Problem description: The records follow. Print, word for word, the first line through the "Target: slender plant stem" line.

The records:
# # # # # # #

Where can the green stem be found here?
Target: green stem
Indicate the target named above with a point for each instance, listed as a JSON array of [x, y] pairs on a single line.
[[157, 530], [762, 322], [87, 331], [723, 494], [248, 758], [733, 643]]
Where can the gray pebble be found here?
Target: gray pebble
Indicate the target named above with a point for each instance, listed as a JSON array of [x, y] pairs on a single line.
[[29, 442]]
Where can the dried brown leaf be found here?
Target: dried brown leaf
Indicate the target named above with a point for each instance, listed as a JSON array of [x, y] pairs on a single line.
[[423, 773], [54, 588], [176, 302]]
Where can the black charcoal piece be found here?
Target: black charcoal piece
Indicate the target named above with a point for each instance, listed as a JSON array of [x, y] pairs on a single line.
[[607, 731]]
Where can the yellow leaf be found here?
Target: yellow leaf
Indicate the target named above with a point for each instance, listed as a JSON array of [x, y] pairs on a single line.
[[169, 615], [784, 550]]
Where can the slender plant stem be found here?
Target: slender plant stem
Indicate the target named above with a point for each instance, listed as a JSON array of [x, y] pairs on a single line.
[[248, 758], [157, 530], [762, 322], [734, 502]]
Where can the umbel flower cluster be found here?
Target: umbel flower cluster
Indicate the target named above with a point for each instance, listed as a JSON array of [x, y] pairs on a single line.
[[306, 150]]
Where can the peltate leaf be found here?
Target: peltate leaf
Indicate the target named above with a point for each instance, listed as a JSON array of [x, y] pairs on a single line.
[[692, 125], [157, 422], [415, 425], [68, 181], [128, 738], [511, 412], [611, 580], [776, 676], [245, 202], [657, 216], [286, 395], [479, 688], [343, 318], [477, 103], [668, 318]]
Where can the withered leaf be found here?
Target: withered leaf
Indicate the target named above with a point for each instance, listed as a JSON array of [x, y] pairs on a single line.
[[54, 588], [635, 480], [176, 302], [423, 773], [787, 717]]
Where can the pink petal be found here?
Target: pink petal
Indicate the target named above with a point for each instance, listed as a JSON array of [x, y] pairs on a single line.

# # # # # # #

Answer space:
Where can the green stem be found here?
Target: green stem
Indicate the target named above with a point for each instance, listed as a JSON array of [x, y] pairs on a single line.
[[157, 530], [762, 322], [87, 331], [723, 494], [248, 758], [733, 643]]
Where can the gray pebble be found here?
Target: gray pebble
Indicate the target named above with a point for each instance, listed as a JSON array of [x, y] pairs on a single line.
[[29, 442]]
Where can the dried brown leaf be found here?
Target: dried brown leaf
Indicate the target named above with a point for each instance, listed as a JSON array of [x, y] pairs on a single line.
[[423, 773], [54, 588], [176, 302]]
Where can the black charcoal piece be found here?
Target: black charcoal piece
Indicate the target named above with a point for each instance, listed as a JSON array of [x, y] pairs on a single line.
[[607, 731]]
Where can the yellow leaf be found here?
Target: yellow leaf
Indicate the target named above with a point for each instance, listed as a JSON array of [x, y] pairs on a single line.
[[169, 615], [784, 550]]
Where can the slender plant stem be found here?
Target: slender plant stem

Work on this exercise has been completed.